Extract each line of the listing below that contains the string "reflective" and copy those lines out in full.

++++++++++++++++++++

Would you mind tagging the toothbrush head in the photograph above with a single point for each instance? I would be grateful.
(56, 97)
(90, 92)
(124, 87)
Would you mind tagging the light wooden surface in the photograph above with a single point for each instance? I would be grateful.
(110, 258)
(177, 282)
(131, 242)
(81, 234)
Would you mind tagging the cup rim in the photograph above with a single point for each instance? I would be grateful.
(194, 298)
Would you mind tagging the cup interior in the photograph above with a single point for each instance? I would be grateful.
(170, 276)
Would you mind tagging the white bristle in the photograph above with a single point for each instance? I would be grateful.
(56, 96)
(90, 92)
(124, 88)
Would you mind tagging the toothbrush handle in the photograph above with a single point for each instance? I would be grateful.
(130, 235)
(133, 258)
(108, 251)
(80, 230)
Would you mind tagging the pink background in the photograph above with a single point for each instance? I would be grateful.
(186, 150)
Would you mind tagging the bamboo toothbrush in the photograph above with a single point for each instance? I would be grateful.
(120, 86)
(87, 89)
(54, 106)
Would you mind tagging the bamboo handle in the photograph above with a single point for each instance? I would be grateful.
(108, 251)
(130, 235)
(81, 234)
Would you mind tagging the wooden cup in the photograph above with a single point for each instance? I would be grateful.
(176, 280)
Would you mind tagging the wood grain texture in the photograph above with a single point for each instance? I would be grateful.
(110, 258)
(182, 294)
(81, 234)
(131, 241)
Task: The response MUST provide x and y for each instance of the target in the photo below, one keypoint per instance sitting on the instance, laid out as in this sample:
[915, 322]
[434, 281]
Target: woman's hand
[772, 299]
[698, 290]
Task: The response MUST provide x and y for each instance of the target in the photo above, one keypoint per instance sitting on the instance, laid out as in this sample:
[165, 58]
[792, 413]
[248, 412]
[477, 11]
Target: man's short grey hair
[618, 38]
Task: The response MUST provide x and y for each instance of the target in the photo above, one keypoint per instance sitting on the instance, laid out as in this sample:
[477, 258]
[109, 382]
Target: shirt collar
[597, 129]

++++++++++++++++++++

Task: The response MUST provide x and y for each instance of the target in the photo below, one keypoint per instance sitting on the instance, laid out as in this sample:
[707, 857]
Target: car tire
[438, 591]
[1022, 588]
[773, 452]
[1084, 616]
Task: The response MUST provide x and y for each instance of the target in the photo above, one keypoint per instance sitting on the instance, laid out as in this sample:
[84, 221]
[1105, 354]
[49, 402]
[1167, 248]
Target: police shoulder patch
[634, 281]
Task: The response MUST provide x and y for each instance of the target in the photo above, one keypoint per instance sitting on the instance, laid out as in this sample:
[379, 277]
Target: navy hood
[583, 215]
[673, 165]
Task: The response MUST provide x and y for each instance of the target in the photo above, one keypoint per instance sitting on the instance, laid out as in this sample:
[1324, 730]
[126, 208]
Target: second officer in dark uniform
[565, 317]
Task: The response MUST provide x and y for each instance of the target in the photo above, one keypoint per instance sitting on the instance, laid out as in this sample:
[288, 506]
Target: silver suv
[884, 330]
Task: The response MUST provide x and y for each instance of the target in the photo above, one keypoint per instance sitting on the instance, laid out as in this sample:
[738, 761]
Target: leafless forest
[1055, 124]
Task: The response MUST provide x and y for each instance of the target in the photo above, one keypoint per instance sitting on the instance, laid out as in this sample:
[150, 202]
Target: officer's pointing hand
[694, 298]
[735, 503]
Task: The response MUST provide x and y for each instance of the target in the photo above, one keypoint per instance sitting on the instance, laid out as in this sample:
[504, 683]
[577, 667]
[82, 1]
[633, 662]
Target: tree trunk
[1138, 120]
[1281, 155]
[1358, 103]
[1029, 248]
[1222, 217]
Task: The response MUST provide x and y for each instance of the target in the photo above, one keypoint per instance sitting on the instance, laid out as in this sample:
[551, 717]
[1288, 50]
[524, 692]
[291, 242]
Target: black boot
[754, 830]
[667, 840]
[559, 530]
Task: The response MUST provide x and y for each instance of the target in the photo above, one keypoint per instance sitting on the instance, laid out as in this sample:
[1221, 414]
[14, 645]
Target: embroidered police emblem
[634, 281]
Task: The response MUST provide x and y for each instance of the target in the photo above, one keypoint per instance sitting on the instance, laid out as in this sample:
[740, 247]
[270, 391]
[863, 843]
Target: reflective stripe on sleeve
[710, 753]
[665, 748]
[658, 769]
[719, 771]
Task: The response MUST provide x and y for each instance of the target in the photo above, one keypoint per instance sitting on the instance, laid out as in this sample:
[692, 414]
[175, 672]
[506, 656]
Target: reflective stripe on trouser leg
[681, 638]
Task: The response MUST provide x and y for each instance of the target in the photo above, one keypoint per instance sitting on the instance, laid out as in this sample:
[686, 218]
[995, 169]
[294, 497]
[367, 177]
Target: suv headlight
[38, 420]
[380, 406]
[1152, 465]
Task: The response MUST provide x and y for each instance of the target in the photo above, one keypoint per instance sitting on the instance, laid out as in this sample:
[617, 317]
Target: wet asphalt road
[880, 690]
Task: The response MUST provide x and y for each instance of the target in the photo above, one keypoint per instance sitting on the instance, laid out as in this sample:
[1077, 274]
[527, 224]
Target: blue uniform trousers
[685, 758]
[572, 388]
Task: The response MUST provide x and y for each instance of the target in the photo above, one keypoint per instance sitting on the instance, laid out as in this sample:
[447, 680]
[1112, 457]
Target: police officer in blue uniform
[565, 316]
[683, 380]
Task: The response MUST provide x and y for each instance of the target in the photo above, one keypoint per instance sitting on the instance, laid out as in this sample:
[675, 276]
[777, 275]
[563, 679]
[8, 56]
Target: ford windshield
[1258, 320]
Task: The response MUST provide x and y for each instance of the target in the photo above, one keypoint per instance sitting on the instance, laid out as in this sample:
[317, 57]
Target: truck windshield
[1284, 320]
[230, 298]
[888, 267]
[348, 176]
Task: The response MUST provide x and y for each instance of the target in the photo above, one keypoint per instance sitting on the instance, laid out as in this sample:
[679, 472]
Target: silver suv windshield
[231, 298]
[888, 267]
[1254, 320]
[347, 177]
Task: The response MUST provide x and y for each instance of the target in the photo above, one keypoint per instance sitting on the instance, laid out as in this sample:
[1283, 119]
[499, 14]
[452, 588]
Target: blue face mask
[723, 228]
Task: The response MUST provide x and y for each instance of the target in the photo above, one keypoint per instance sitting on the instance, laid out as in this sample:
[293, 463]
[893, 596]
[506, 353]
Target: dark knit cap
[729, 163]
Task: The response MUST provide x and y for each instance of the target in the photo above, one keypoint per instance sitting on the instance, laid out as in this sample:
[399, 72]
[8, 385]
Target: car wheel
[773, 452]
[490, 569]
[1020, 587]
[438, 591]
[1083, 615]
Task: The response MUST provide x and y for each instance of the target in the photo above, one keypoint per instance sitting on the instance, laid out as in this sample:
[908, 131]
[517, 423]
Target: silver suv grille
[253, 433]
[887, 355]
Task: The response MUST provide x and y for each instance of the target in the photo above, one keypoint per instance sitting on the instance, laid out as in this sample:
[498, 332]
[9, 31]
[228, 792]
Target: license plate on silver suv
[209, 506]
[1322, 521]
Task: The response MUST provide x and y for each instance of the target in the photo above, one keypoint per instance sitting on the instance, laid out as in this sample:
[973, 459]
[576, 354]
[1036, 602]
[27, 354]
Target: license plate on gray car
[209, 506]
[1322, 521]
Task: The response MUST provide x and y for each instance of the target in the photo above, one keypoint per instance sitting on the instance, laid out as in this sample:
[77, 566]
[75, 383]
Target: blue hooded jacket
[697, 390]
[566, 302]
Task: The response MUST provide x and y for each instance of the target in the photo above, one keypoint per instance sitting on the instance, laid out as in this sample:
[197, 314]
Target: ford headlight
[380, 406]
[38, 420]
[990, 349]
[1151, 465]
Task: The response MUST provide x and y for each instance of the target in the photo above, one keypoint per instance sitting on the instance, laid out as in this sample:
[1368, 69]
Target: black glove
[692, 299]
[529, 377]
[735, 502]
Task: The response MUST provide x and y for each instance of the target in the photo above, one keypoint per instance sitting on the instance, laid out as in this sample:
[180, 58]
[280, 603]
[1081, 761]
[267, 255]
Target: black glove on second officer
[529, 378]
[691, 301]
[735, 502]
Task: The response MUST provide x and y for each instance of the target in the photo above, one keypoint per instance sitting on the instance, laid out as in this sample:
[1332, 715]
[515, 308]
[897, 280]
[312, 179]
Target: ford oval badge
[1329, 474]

++++++++++++++++++++

▶ [RESPONSE TO THE TASK]:
Target: reflective stripe on sleeve
Target: reflective stripe on trouser leg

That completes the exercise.